• **TEXT SECTION**:
Re: Electric Breakdown

[David Bowman <dbowman@tiger.gtc.georgetown.ky.us>]

Dave Dockstader wrote:
> It seems that I don't understand ionization as well as I should.  I had thought
> that all the ions between electrodes would feel the same electric field and
> would be ionized simultaneously, much as all the electrons in a conductor
> move together.  Why don't they all ionize together?  Ignoring end effects,
> don't they all experience the same field?  Am I overidealizing the problem.

Certainly, ignoring any field inhomogeneities, such as end effects, the ions
*do* experience the same *initial* field.  Once a breakdown avalance gets
strongly underway in some region, the field in the deeply interior region of
high ion density weakens as the forming conductive ion/electron cloud moves in
a way which tends to neutralize the external field.  This weakened field 
strength means that the potential drop across the dense region of the
conductive cloud is less than average for its longitudinal extent.  Since,
presumably the electrode potentials are held (more or less) fixed this means
that an *inceased* potential drop occurs in the nonconductive region between
the conductive cloud and the electrodes.  This increased potential drop
increases the field strength in the region at the outer ends (along the
field direction) of the ion cloud.  This region of increased field strength
at the leading edges of the ion/electron cloud is what insures that the
breakdown chain reaction continues to propagate across the gap with ever
increasing vigor until the entire gap is filled with a high concentration of
conductive ions and electrons which then shorts out the external circuit of
the electrodes and the field strength collapses and a huge current flows.

• **SHORT EXERCISE**: Resume the forum reply on electric breakdown, picking up after its final sentence.

• **ENTRIES**:
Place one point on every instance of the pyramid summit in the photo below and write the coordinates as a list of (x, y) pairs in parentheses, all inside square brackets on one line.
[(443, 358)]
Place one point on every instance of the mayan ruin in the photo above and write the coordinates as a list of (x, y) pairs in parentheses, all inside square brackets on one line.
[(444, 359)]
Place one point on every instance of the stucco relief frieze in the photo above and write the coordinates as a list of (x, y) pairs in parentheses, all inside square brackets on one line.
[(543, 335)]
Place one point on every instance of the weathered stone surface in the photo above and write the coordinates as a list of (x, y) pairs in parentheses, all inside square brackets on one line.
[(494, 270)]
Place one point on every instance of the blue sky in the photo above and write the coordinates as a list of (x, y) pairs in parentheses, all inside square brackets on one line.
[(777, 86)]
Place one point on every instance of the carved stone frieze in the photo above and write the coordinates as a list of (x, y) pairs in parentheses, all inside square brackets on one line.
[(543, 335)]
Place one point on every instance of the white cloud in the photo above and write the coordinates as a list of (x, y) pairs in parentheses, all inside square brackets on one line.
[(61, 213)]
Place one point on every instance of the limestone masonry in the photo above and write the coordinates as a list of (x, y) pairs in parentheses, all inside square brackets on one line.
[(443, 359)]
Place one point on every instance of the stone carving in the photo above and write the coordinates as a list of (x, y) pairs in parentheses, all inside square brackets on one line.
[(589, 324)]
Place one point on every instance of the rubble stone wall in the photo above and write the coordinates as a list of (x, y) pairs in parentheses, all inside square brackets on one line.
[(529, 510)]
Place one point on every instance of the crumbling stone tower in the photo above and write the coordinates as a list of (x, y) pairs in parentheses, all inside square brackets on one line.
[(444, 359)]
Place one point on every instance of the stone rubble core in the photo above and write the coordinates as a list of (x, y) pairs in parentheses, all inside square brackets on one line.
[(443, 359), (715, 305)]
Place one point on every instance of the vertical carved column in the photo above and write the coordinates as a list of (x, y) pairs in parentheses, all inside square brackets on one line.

• **ANSWER FOR THE TASK**:
The violence of these initially ionizing collisions which propagate the
region of ionization greatly heats the conductive cloud to a very high 
temperature, and this along with some recombination of electrons with ions
causes the photon emission we see as the glow of the spark.

Once the spark is struck the current flows easily with a greatly reduced 
overall field strength since the conductive ion channel has now been heated
to many thousands of degrees and this thermal agitation in the channel
prevents reneutralization of the channel and keeps it sufficiently ionized
to continue the conduction of the spark.  If the spark is oriented
horizontally then eventually convection processes push the hot spark channel
upward causing it to rise like a Jacob's Ladder demonstration or to bow
upward in the middle which stretches the conduction channel into a weaker
field region causing it to break open (like a lab prop in a Frankenstein
movie) and a new straight spark then forms directly across the electrodes
once the potential drop across the now newly high impedence medium rebounds.

Before the field is turned on the distribution of velocities of gas particles
is a Maxwell-Boltzmann distribution.  There will presumably always be a few
ions initially present (due to old tracks of background cosmic rays and other
ionizing radiation, left over exhaust remanents from previous chemical 
reactions, etc. if nothing else).  When the electric field is turned on
an initial ion accelerates in response to it until it collides with an
intervening gas particle and looses much of its accumulated kinetic energy to
the gas particle.  Eventually an ion-gas molecule collision occurs with such
vigor (due to the relative velocity of the constituent particles being in the
high end tail of the MB distribution) that the collision ionizes the gas
molecule.  Now just after the collision instead of one ion in this vicinity
we have two or more ions (and electrons) present, and these charged particles
accelerate in the field and collide with other neutral gas molecules.  This
is the beginning of a chain reaction cascade of ionization the sweeps across 
the region of high field strength between the electrodes.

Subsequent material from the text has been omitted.